List each line below that contains the string "xmax".

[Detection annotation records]
## start

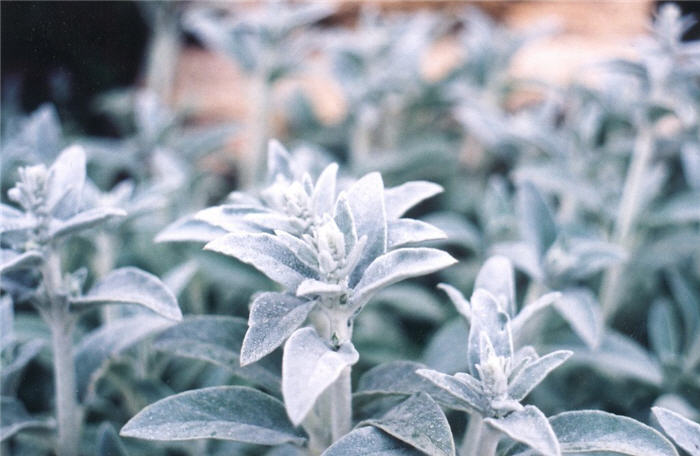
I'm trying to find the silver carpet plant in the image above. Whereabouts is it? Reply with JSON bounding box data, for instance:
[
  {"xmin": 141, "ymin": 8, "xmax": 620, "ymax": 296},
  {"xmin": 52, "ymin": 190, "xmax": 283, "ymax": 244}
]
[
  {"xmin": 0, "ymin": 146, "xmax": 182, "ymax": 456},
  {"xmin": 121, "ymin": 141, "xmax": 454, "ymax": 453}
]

## end
## start

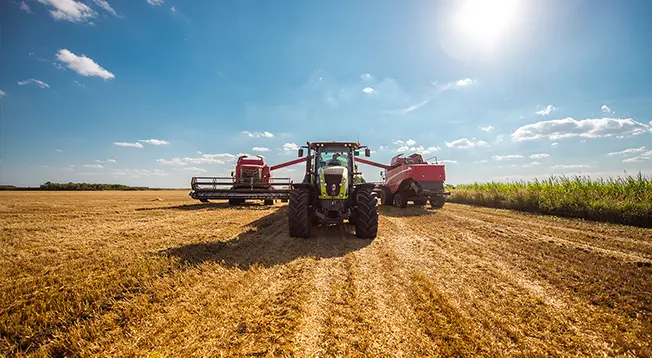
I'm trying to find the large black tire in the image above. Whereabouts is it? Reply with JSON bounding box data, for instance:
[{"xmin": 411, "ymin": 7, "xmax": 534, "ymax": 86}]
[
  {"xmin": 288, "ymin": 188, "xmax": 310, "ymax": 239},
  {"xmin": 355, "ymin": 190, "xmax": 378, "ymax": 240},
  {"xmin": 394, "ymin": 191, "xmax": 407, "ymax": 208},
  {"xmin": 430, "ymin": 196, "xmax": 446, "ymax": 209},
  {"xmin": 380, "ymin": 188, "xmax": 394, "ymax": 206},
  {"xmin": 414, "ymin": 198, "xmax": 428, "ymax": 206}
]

## end

### REPLY TO THE TASK
  {"xmin": 141, "ymin": 8, "xmax": 620, "ymax": 296},
  {"xmin": 52, "ymin": 190, "xmax": 283, "ymax": 244}
  {"xmin": 0, "ymin": 146, "xmax": 182, "ymax": 456},
  {"xmin": 121, "ymin": 141, "xmax": 454, "ymax": 453}
[{"xmin": 411, "ymin": 7, "xmax": 534, "ymax": 86}]
  {"xmin": 288, "ymin": 188, "xmax": 310, "ymax": 239},
  {"xmin": 355, "ymin": 190, "xmax": 378, "ymax": 240},
  {"xmin": 394, "ymin": 191, "xmax": 407, "ymax": 208},
  {"xmin": 430, "ymin": 196, "xmax": 446, "ymax": 209},
  {"xmin": 380, "ymin": 188, "xmax": 394, "ymax": 206},
  {"xmin": 414, "ymin": 198, "xmax": 428, "ymax": 206}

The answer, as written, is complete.